Task directions:
State how many lines in the data below contain the word "meadow". Give only the number.

┏━━

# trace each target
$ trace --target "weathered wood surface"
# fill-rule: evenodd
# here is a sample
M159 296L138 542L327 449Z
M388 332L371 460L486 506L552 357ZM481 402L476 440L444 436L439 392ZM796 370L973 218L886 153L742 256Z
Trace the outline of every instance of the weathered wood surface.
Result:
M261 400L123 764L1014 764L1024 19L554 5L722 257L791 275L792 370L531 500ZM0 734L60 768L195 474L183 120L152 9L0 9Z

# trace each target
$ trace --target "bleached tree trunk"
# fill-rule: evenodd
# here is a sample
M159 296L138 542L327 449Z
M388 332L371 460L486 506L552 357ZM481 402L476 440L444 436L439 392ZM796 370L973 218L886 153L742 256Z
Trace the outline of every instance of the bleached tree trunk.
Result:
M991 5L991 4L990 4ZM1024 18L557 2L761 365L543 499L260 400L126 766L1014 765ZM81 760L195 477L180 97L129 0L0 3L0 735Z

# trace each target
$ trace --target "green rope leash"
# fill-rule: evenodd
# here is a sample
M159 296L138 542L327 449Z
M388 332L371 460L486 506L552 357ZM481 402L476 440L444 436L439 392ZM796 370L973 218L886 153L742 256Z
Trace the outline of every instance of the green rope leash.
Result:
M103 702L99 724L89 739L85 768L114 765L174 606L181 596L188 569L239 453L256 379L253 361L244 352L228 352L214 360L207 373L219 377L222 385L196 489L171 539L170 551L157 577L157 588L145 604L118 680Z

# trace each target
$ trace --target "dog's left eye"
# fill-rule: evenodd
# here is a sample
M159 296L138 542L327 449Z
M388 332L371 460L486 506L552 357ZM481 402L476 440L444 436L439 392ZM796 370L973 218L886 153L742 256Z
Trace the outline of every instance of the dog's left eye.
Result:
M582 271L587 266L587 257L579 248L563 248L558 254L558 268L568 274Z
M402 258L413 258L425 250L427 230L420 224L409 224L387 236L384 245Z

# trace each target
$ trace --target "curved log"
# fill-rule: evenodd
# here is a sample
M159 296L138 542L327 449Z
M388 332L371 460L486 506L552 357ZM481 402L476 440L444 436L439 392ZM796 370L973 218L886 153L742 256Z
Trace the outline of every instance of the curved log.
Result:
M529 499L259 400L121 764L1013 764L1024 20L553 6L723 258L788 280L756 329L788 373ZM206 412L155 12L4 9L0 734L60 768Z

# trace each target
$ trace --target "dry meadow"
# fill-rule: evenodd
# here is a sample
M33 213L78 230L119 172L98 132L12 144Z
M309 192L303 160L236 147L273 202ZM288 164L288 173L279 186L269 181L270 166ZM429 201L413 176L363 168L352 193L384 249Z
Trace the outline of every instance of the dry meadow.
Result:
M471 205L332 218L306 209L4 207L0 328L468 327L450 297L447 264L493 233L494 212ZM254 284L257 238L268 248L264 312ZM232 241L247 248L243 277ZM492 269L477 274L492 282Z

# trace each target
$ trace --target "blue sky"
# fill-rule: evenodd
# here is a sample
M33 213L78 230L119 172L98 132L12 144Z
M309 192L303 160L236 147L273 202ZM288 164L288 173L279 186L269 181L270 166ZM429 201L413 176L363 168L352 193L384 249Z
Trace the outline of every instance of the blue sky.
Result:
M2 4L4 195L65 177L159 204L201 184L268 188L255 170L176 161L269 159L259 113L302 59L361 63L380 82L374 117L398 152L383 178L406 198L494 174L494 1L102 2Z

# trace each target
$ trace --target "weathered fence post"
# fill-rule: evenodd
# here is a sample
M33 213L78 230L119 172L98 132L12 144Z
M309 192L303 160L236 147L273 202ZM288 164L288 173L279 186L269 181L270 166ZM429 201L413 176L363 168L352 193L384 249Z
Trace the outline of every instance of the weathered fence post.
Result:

┗━━

Expected answer:
2